▶ **Document section**:
Courtesy of warnerbros.com
“The Man From U.N.C.L.E.” is a bit of a misleading title. For starters, there’s more than one man in a leading role. Secondly, who or what is U.N.C.L.E.? A spy organization? A coalition force? A men’s fashion line? You would think that from all the suits they put Henry Cavill and Armie Hammer in.
A re-imagining of the ‘60s television series of the same name, “The Man From U.N.C.L.E.” puts Superman, Hammer and the android from “Ex Machina” together for an adventure in Rome to find a nuke and find the android’s father. Superman (or Cavill, in case any of you actually remember the guy from “Superman Returns”) plays the American spy Napoleon Solo and Hammer plays Illya Kuryakin, his Russian counterpart. As much as I’d like to refer to Mr. Hammer as the Lone Ranger, let’s be honest, none of you saw that movie.
Kuryakin is certainly a pleasant fellow for a dirty commie. He delivers one-liners without camp, gets the job done efficiently and has a goddamn laser that would make that other guy named Solo jealous. Solo, on the other hand, is an asshole. During their first conversation, Kuryakin tells Solo, “You used to be a thief and you got caught,” to which Solo replies, “Oh yeah? Well, your dad’s in a gulag and your mother’s a whore.” If Kuryakin went and shot him in the face right then and there, I probably would have given the screen a thumbs-up.
Solo is also a terrible spy. When he drinks a glass of scotch offered by the villainess, you know it’s spiked. The rest of the theater knows it’s spiked. The cockroaches waiting to come out and eat the spilled popcorn know it’s spiked. If there are characters in children’s cartoons that can tell when they’ve been given laced beverages, why can’t the CIA’s supposedly-best agent? It’s amazing that this amateur can even fire a gun or unhook a bra without hurting himself.
The movie’s strengths lie more in its humor than its generic plot. Most of that humor comes from the spies being jerks to each other and pretty much everyone they come into contact with, from flamboyant Italians who have decided that sinks are good substitutes for chairs to the Nazi torturer who spends three minutes too long reminding us that he is a Nazi torturer. “Damn, I left my jacket in there,” Solo remarks from behind a window as the German scientist goes up in flames.
The plot does however manage to salvage itself somewhat in the form of Gaby Teller (Alicia Vikander, whom we think we have figured out right from the start, only to realize later that she’s had both us and the spies fooled, which is humiliating in hindsight considering that a drunk seventh-grader could probably outwit Solo).

▶ **Material supplied**:
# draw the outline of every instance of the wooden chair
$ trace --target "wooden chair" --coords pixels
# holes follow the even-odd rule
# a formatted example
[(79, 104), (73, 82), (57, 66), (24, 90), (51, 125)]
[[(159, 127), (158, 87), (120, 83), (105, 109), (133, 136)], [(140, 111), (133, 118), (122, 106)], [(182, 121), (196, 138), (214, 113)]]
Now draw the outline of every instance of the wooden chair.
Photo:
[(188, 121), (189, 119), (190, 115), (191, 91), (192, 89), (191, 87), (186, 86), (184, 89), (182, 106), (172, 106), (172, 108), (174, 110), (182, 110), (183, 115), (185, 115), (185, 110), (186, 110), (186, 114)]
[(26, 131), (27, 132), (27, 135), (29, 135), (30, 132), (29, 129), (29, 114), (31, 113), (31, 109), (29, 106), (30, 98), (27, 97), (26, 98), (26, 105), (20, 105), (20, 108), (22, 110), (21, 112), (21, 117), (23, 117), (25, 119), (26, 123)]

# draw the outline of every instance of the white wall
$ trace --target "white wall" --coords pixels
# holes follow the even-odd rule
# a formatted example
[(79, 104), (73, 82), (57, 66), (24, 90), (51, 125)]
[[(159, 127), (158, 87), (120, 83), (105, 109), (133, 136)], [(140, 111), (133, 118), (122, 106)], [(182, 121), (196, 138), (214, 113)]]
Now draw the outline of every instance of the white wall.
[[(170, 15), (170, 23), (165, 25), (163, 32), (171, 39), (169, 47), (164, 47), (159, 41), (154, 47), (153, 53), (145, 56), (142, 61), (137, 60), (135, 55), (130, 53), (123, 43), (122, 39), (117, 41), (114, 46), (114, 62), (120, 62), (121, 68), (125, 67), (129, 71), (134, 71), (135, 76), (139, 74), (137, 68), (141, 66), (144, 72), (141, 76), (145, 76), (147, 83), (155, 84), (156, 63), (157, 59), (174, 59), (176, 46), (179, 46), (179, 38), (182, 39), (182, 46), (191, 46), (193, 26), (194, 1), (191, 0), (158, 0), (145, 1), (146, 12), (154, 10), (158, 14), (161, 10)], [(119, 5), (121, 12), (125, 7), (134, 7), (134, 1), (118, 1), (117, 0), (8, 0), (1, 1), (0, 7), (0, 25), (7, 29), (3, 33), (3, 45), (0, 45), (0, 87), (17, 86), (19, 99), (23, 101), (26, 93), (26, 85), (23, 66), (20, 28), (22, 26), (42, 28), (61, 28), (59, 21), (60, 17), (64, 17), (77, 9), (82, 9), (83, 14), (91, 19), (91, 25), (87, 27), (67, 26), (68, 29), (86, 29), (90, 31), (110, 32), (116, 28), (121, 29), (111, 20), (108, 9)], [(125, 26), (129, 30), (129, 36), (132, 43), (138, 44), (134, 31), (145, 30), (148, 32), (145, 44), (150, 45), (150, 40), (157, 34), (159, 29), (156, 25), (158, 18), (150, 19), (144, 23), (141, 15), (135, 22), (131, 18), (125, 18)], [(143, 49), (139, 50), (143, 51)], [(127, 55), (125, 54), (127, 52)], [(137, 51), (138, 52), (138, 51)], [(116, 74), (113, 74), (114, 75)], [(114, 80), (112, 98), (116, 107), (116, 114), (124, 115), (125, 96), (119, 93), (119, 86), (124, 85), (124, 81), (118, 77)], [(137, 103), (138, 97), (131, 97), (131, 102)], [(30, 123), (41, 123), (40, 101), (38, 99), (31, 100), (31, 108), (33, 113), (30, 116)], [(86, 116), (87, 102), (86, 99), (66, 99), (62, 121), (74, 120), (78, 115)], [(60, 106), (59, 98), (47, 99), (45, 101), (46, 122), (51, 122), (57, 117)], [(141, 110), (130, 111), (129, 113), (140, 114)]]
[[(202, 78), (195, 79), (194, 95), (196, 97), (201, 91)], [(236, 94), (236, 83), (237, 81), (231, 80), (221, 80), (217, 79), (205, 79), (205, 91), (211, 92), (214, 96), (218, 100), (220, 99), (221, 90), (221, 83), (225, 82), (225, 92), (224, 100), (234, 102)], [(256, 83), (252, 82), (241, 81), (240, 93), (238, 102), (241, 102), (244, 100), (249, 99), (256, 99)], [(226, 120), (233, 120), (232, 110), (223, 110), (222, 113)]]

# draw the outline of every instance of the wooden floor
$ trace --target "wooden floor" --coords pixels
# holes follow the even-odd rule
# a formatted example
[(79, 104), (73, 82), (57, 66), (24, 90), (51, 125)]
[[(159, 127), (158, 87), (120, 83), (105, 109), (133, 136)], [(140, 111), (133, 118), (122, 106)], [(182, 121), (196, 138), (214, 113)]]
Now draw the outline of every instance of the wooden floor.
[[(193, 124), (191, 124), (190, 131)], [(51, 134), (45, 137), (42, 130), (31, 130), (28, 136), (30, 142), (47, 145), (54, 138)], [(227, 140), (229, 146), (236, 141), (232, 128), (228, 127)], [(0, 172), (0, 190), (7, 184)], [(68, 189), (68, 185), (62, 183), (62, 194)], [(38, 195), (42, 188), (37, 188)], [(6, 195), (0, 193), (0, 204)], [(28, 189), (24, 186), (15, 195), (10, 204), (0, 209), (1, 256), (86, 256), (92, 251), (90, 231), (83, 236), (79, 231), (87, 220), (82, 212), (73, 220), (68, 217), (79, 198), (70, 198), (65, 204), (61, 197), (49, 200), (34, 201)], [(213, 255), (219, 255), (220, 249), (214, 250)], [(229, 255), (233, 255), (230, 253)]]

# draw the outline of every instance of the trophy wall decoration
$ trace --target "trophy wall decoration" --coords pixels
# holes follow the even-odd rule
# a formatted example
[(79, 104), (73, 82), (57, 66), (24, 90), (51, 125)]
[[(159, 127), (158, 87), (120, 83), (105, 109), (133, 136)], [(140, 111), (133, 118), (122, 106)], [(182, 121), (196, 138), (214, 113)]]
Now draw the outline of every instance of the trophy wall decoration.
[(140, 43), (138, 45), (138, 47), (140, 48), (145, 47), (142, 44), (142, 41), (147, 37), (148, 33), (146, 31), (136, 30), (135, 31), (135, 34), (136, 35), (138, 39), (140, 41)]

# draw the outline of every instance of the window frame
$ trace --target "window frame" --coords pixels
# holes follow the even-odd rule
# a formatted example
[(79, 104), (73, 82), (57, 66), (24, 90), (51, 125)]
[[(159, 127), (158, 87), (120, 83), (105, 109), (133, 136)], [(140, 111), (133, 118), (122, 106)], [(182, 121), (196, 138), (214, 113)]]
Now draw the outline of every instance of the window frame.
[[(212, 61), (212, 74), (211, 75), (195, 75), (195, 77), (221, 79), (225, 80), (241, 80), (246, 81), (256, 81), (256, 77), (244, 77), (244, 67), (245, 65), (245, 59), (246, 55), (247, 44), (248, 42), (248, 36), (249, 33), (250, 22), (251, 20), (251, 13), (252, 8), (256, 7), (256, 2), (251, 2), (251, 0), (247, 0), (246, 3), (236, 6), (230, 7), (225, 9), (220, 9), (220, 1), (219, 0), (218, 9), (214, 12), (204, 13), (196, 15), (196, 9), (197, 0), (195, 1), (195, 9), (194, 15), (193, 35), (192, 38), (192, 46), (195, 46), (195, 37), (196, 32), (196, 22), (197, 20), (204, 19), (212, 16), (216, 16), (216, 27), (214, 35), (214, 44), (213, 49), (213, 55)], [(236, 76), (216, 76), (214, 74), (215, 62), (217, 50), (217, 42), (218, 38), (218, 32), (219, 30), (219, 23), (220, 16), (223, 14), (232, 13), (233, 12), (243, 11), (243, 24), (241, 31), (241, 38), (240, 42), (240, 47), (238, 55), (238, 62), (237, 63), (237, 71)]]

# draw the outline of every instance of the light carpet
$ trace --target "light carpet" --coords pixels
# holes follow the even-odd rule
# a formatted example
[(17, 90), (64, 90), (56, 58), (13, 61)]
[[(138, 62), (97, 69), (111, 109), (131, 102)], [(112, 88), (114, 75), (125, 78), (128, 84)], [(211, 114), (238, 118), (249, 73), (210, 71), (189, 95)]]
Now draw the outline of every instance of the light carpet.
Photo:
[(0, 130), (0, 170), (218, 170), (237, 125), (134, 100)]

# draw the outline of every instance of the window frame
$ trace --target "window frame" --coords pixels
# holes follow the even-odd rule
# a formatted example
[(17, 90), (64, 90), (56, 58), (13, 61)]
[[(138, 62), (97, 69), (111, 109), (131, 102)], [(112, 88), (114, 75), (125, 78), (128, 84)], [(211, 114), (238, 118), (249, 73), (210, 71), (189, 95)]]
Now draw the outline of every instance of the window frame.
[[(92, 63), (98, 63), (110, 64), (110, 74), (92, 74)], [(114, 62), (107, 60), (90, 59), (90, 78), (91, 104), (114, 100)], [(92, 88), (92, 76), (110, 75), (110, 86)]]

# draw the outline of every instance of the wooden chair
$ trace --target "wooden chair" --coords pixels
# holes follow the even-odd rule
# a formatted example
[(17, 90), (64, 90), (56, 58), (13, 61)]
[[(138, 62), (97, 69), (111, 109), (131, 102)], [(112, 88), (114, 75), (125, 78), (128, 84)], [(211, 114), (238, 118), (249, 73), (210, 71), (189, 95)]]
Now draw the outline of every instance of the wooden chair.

▶ **Task requirements**:
a: In the movie review, which character does Armie Hammer play?
b: Return the stretch of the movie review from "Kuryakin is certainly" through "screen a thumbs-up.", copied word for word.
The listing has no connection to the movie review.

▶ **Solutions to the exercise**:
a: Illya Kuryakin, Napoleon Solo's Russian counterpart.

b:
Kuryakin is certainly a pleasant fellow for a dirty commie. He delivers one-liners without camp, gets the job done efficiently and has a goddamn laser that would make that other guy named Solo jealous. Solo, on the other hand, is an asshole. During their first conversation, Kuryakin tells Solo, “You used to be a thief and you got caught,” to which Solo replies, “Oh yeah? Well, your dad’s in a gulag and your mother’s a whore.” If Kuryakin went and shot him in the face right then and there, I probably would have given the screen a thumbs-up.